- _The task_
Copy out word for word the lines from the one with "Please segment every" to the one with "This is one", including both of those lines.

- _Exercise inputs_

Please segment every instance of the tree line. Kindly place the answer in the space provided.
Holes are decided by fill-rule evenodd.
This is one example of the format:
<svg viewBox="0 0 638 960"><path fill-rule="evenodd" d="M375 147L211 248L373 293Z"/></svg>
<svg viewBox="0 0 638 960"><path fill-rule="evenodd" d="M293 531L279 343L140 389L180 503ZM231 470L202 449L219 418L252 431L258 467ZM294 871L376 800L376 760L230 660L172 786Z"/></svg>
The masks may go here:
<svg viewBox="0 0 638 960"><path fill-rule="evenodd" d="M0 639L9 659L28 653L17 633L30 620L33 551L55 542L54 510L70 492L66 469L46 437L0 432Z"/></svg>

--

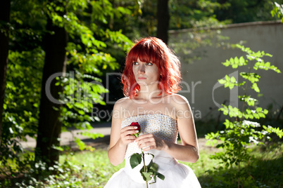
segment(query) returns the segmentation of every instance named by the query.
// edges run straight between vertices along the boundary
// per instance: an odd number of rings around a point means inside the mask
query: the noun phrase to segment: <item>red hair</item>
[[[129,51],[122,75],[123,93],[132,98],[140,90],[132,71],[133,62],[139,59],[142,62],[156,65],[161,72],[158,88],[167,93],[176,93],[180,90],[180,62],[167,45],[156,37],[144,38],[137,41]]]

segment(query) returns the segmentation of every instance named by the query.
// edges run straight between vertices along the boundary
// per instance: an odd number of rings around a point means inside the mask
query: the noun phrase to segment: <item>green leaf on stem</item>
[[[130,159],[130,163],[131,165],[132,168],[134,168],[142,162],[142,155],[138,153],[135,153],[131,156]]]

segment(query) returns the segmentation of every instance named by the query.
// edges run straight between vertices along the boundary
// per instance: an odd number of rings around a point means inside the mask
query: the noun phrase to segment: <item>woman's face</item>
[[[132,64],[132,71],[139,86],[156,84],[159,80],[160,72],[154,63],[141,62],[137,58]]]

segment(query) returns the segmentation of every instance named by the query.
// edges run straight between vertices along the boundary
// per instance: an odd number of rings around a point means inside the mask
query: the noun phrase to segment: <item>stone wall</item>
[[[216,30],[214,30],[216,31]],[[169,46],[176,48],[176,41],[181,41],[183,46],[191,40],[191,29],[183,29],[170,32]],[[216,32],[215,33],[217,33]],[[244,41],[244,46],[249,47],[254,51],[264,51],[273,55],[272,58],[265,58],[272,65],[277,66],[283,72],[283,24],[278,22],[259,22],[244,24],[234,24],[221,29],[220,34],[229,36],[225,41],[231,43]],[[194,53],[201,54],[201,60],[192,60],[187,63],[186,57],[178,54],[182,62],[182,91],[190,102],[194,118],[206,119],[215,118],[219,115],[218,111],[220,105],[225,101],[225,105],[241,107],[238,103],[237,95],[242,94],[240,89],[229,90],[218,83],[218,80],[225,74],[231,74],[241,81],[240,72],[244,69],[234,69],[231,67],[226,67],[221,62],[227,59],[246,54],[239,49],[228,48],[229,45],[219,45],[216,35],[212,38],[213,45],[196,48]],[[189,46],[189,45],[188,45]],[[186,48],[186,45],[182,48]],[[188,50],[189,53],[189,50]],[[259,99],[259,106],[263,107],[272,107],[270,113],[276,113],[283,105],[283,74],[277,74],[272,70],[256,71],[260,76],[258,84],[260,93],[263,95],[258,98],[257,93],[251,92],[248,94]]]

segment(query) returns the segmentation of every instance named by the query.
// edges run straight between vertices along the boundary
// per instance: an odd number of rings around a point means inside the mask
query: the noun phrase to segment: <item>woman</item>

- _Exercise solution_
Please segment every instance of the tree line. Kindly place the answer in the space provided.
Holes are decided by fill-rule evenodd.
This is one example of the format:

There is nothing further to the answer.